WORK INSTRUCTIONS: Can you render every line of the listing below as a numbered list, dropping any blank lines and leaving the pictures out?

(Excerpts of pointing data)
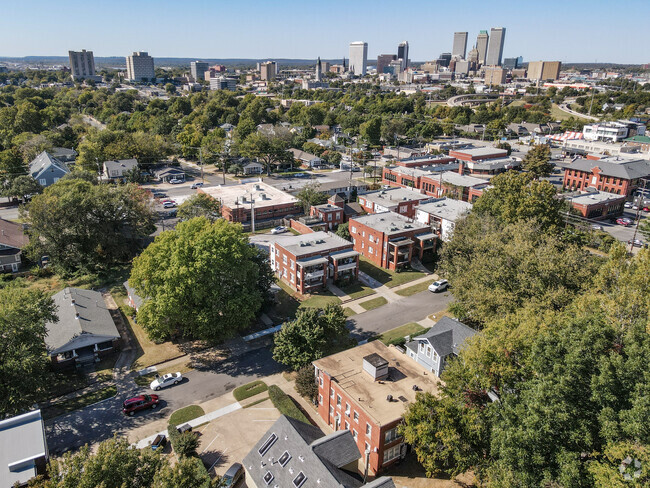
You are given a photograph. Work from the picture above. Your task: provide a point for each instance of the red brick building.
(306, 262)
(366, 390)
(390, 240)
(610, 175)
(237, 201)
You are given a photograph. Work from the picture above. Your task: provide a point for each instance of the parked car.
(141, 402)
(440, 285)
(166, 380)
(234, 476)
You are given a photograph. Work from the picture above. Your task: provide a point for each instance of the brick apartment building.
(390, 240)
(399, 200)
(366, 390)
(237, 201)
(611, 175)
(305, 262)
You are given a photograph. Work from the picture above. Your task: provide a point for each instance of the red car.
(132, 405)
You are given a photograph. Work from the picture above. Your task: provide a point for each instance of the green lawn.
(185, 414)
(249, 390)
(396, 336)
(358, 290)
(61, 408)
(388, 277)
(374, 303)
(412, 290)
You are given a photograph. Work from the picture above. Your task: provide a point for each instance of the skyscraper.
(460, 45)
(403, 54)
(82, 64)
(481, 46)
(495, 46)
(139, 67)
(198, 69)
(358, 57)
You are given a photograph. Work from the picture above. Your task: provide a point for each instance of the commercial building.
(305, 262)
(610, 175)
(399, 200)
(495, 46)
(23, 449)
(237, 201)
(389, 239)
(441, 215)
(366, 390)
(544, 70)
(358, 58)
(295, 454)
(198, 69)
(460, 45)
(82, 64)
(268, 70)
(139, 67)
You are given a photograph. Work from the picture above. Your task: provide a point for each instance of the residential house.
(84, 332)
(305, 262)
(443, 341)
(117, 170)
(23, 449)
(390, 240)
(295, 454)
(365, 390)
(47, 170)
(12, 242)
(442, 215)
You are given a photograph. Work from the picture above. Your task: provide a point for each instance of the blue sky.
(568, 30)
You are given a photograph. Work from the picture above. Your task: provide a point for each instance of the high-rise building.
(460, 45)
(481, 46)
(403, 54)
(358, 58)
(139, 67)
(268, 70)
(383, 60)
(198, 69)
(82, 64)
(495, 46)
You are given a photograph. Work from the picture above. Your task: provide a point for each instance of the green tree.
(82, 226)
(515, 197)
(199, 205)
(537, 161)
(23, 362)
(310, 195)
(200, 281)
(313, 334)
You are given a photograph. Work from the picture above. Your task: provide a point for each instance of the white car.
(166, 380)
(440, 285)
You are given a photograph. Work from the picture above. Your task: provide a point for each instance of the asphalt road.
(100, 421)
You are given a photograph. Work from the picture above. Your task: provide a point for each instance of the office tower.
(495, 46)
(481, 46)
(139, 67)
(358, 58)
(460, 45)
(403, 54)
(82, 64)
(383, 60)
(268, 70)
(198, 69)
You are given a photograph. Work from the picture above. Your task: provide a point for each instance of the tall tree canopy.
(200, 280)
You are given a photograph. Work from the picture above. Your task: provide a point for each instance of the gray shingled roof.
(447, 336)
(94, 325)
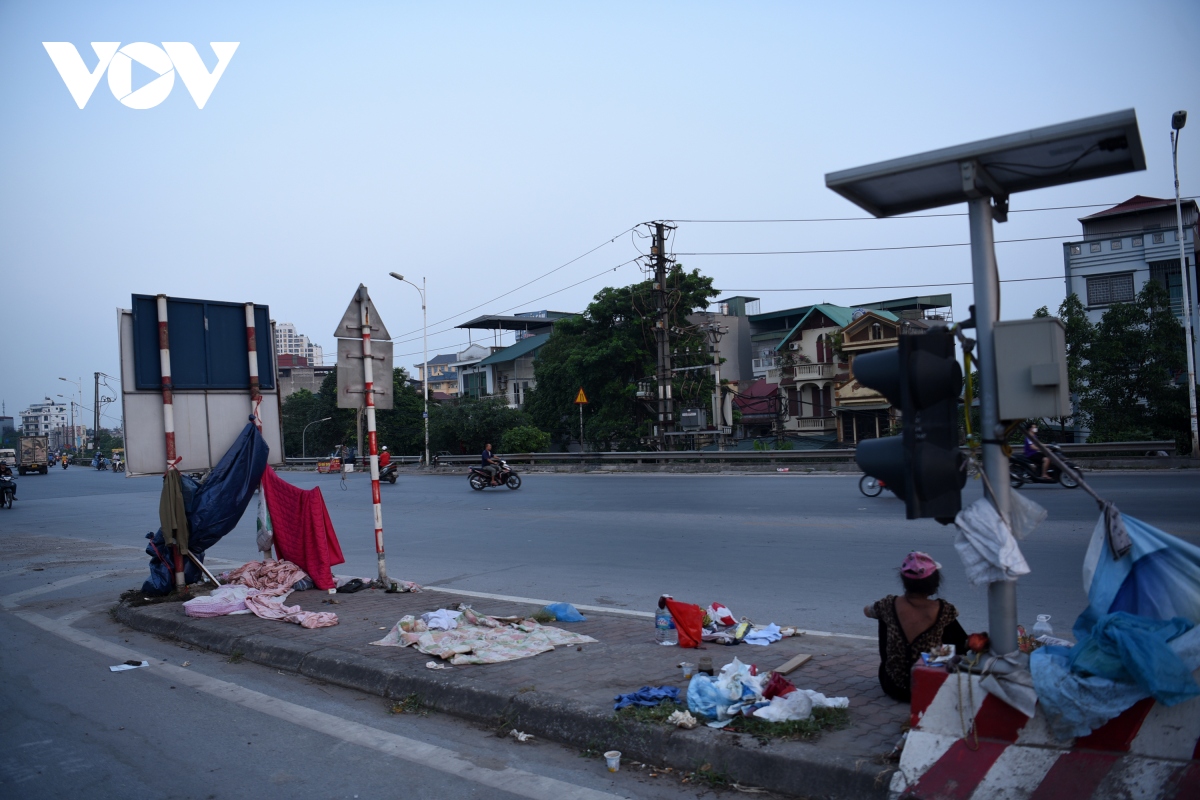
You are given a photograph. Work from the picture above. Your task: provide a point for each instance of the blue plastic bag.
(565, 613)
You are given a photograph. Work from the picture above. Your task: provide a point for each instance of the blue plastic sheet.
(1138, 606)
(213, 507)
(648, 696)
(565, 613)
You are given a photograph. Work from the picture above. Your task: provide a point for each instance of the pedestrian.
(912, 624)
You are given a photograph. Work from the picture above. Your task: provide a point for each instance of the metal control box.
(1031, 368)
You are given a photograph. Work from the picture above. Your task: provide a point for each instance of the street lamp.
(1179, 119)
(425, 359)
(73, 434)
(304, 451)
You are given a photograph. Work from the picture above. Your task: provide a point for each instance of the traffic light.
(923, 464)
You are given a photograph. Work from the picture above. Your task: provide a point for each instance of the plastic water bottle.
(664, 626)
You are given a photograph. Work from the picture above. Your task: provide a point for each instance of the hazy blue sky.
(484, 144)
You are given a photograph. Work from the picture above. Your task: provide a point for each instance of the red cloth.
(689, 623)
(304, 533)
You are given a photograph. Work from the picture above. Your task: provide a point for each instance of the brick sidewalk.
(567, 695)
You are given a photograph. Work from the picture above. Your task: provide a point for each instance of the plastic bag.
(565, 613)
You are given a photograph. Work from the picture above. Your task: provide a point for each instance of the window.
(1107, 289)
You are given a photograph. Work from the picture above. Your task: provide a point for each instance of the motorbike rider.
(491, 463)
(1036, 456)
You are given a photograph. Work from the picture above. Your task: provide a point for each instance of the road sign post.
(581, 400)
(360, 318)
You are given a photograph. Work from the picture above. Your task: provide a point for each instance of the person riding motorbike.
(491, 464)
(1036, 456)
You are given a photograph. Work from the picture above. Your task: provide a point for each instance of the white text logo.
(165, 61)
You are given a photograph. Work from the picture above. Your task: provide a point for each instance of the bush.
(525, 438)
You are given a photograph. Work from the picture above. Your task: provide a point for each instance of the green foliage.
(607, 350)
(1132, 368)
(525, 438)
(466, 425)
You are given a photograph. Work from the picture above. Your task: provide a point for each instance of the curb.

RESPONSE BELOW:
1. You are given a photograph. Work from the picture above. Your task: provide a point for each instance of the red brick building.
2. (306, 262)
3. (366, 390)
4. (390, 240)
5. (610, 175)
6. (237, 201)
7. You are given a photograph. Work from the picture above. Your task: provide a point for each instance of the parked car.
8. (141, 402)
9. (440, 285)
10. (166, 380)
11. (234, 476)
12. You are given a photograph. Work from the picture above. Your task: provide a point for each instance of the brick apartment building.
13. (390, 240)
14. (399, 200)
15. (366, 390)
16. (237, 201)
17. (611, 175)
18. (305, 262)
19. You are given a photograph. Work from the picture above. Your task: provide a point for each instance of the red car.
20. (132, 405)
21. You are given a photograph. Work from the picture above. Your task: provide a point for each instance of the green lawn.
22. (185, 414)
23. (249, 390)
24. (396, 336)
25. (358, 290)
26. (61, 408)
27. (388, 277)
28. (374, 303)
29. (412, 290)
30. You are given a photograph. Work from the picture above. Your task: provide a point for each instance of the skyscraper.
31. (460, 45)
32. (403, 54)
33. (82, 64)
34. (481, 46)
35. (495, 46)
36. (139, 67)
37. (198, 69)
38. (358, 57)
39. You are given a photograph. Work from the picture above. Your task: provide a point for each instance of the commercial building.
40. (305, 262)
41. (610, 175)
42. (399, 200)
43. (495, 46)
44. (23, 449)
45. (237, 201)
46. (389, 239)
47. (441, 215)
48. (366, 390)
49. (544, 70)
50. (358, 58)
51. (295, 454)
52. (198, 69)
53. (460, 45)
54. (82, 64)
55. (268, 70)
56. (139, 67)
57. You are given a photograph. Work from the picture above. Your task: provide a point for each instance of the residential house.
58. (84, 332)
59. (305, 262)
60. (443, 341)
61. (117, 170)
62. (23, 449)
63. (390, 240)
64. (295, 454)
65. (365, 390)
66. (47, 170)
67. (12, 242)
68. (442, 215)
69. You are given a photograph. Work from the picture above. Your task: provide a point for each instance of the blue sky.
70. (568, 30)
71. You are given a photograph. Work from the picture above. Your task: provide a point for each instance of the high-rise building.
72. (460, 45)
73. (481, 46)
74. (403, 54)
75. (358, 58)
76. (139, 67)
77. (268, 70)
78. (383, 60)
79. (198, 69)
80. (82, 64)
81. (495, 46)
82. You are given a photograph. Work from the picture above. Your task: provide a point for each instance of the green tree.
83. (82, 226)
84. (515, 197)
85. (199, 205)
86. (537, 161)
87. (23, 362)
88. (310, 195)
89. (200, 281)
90. (313, 334)
91. You are given a photograph. Work from the picture above. Your task: provide a point for each instance of the white car.
92. (166, 380)
93. (440, 285)
94. You are given a photograph. Work from the picture above. Your task: provide a point for each instance of the asphalt road.
95. (100, 421)
96. You are given a photograph. Work from the picture above. Your task: provide a point for each instance of the office tower.
97. (495, 46)
98. (481, 46)
99. (139, 67)
100. (358, 58)
101. (460, 45)
102. (403, 54)
103. (82, 64)
104. (383, 60)
105. (268, 70)
106. (198, 69)
107. You are given a photograph. Work from the picture above. Your task: provide a point for each instance of the tall tree canopy.
108. (200, 280)
109. You are given a photograph. Work from the picture above. Your task: provide a point for each instance of the gray shingled roof.
110. (447, 336)
111. (94, 325)
112. You are given a photograph. Work from the picture above. Your task: provide a point for each instance of the blue plastic bag.
113. (565, 613)
114. You are given a photograph. Work from the picture above. Your task: provide a point for each instance of the blue plastic sheet.
115. (1138, 606)
116. (213, 507)
117. (648, 696)
118. (565, 613)
119. You are given a photograph. Work from the picture above. Your task: provide a point for each instance of the pedestrian.
120. (912, 624)
121. You are given a photograph. Work from the picture above. Your task: provide a point for each instance of the metal control box.
122. (1031, 368)
123. You are given a photograph. Work from the picture above. Your task: provide a point for each instance of the street lamp.
124. (1179, 119)
125. (425, 359)
126. (73, 434)
127. (304, 451)
128. You are given a photograph. Work from the picture above. Your task: provide a point for each instance of the traffic light.
129. (923, 464)
130. You are given a photograph. Work from the picture above. Your task: provide a point for each instance of the plastic water bottle.
131. (664, 626)
132. You are given a photograph. Work from the picture above. Your task: provide a point for each instance of the hazy blue sky.
133. (484, 144)
134. You are given a photograph. Work from the picture above. Your task: provide a point for each instance of the red cloth.
135. (689, 623)
136. (304, 533)
137. You are given a photograph. Work from the picture above. Your task: provide a point for each instance of the brick sidewalk.
138. (567, 695)
139. You are given a photograph. Work from the picture above. Your task: provide a point for each instance of the plastic bag.
140. (565, 613)
141. You are given a photograph. Work from the picture above. Your task: provide a point for each instance of the window.
142. (1107, 289)
143. You are given a photograph. Work from the picture above. Your task: provide a point for each instance of the motorbike rider.
144. (491, 463)
145. (1036, 456)
146. You are given a photograph. Work from the picture above. Your task: provide a point for each instance of the road sign post.
147. (581, 400)
148. (360, 318)
149. You are given a photograph. Work from the picture above. Your task: provide a point for each instance of the person riding motorbike.
150. (491, 464)
151. (1036, 456)
152. You are given a photograph. Work from the picture above. Your task: provide a point for each instance of the white text logo.
153. (165, 61)
154. You are given a photograph. Work from the picture above. Your task: provide a point for each instance of the bush.
155. (525, 438)
156. You are given a photograph. Work from the picture above. Your task: provide a point for each instance of the green foliage.
157. (607, 350)
158. (1132, 368)
159. (525, 438)
160. (466, 425)
161. You are given a photograph. Work from the picture above. Your task: provide a point for each instance of the curb.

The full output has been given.